PROBLEMI DA RISOLVERE:
**A)** Secondo il colloquio su Islam, Italia e guerra, in quale paese ha vissuto e lavorato Dario Rivolta?
**B)** Riporta il passo del colloquio compreso tra "A suo avviso, negli" e "fornitore di energia?", estremi inclusi, sostituendo "cuore industriale" con "centro produttivo".

TESTO DELLA PAGINA:
•••••

L'Islam, l'Italia e la guerra
colloquio con Dario Rivolta di Giuseppe Sacco


L'onorevole Dario Rivolta, vicepresidente della Commissione Esteri della Camera dei Deputati, ha accumulato, prima di entrare in politica, una ricca esperienza sia in materia internazionale che sui problemi dell'immigrazione. Tra l'altro conosce bene il mondo islamico per aver vissuto e lavorato in Algeria in un'epoca in cui la vita politica e sociale di quel paese non era ancora stata sconvolta dall'estremismo religioso. La presidenza dell'Associazione di Amicizia Italia-Libano gli dà inoltre una prospettiva privilegiata sulle drammatiche questioni mediorientali. Questa conversazione è quindi dapprima focalizzata sui problemi dell'immigrazione islamica alla luce degli eventi degli ultimi due mesi, e poi sui problemi più specificamente internazionali e di difesa.

A suo avviso, negli ambienti dell'Italia del Nord, nel cuore industriale d'Italia, quale preoccupazione è prevalente? Quella per eventuali atti di terrorismo che coinvolgano anche l'Italia, o quella per un possibile peggioramento dei nostri rapporti col Medio Oriente, che è molto importante per l'economia italiana, e non solo come fornitore di energia?

Allo stato attuale, non vedo seri problemi con i fornitori di energia. E ciò sia per una rete di buoni rapporti che l'Italia ha stabilito da lungo tempo, sia per le iniziative recenti, che tendono a consolidare tali rapporti. Inoltre non bisogna dimenticare le diversificazioni delle fonti da tempo instaurate. Per ciò che riguarda i rapporti col Medio Oriente mi pare che la lotta in atto è contro il terrorismo e non contro i Musulmani. Anche l'Amministrazione Bush, del resto, fa grande attenzione a rendere tutto ciò chiaro. Si vede, me lo lasci dire en passant, una differenza di stile diplomatico rispetto all'epoca della Signora Albright. Qualche preoccupazione per il clima bellico comunque c'è, e sarebbe strano che non ci fosse. Anche la minaccia batteriologica qualche allarme lo desta, ma non c'è vero allarmismo, e in realtà mi sembra che si possa escludere un serio pericolo. L'Italia - come è noto - può difficilmente essere un obiettivo, sia per quella tradizione di rapporti cui accennavo prima, sia perché siamo piuttosto marginali, almeno in questa crisi.

•••••

Voci di puntamento su oggetti etichettati:
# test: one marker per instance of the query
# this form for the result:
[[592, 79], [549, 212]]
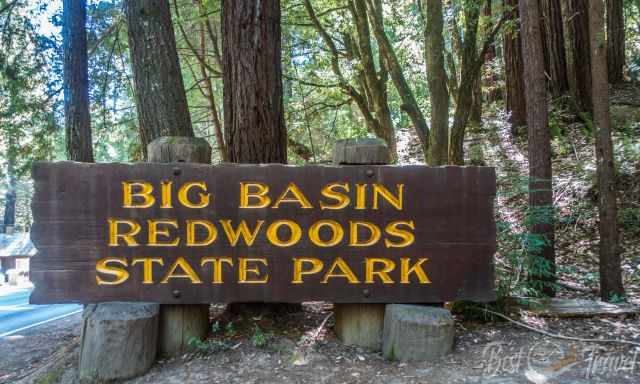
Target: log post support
[[180, 323], [360, 324]]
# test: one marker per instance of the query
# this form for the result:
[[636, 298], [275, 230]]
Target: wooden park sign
[[190, 233]]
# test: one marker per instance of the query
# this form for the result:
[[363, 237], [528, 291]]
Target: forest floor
[[301, 347]]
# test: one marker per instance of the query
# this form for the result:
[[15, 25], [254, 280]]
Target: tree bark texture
[[373, 81], [377, 120], [567, 24], [159, 89], [610, 273], [409, 103], [553, 45], [10, 194], [76, 81], [540, 191], [513, 63], [253, 109], [615, 40], [470, 69], [581, 53], [437, 83]]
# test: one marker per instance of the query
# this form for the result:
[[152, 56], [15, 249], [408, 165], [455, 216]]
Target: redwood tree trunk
[[253, 108], [610, 273], [159, 90], [615, 40], [76, 81], [553, 43], [581, 53], [437, 83], [541, 248], [515, 102], [10, 194]]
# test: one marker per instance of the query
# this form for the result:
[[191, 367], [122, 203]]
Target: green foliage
[[208, 346], [518, 249], [258, 339], [629, 219], [229, 329], [617, 299]]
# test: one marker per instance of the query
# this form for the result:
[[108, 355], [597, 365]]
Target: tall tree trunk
[[210, 96], [159, 90], [76, 81], [513, 64], [541, 249], [581, 53], [567, 25], [437, 83], [359, 96], [253, 108], [469, 74], [409, 103], [615, 40], [610, 273], [10, 194], [373, 81], [553, 44]]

•••••

RISPOSTE SCRITTE:
**A)** In Algeria.

**B)**
A suo avviso, negli ambienti dell'Italia del Nord, nel centro produttivo d'Italia, quale preoccupazione è prevalente? Quella per eventuali atti di terrorismo che coinvolgano anche l'Italia, o quella per un possibile peggioramento dei nostri rapporti col Medio Oriente, che è molto importante per l'economia italiana, e non solo come fornitore di energia?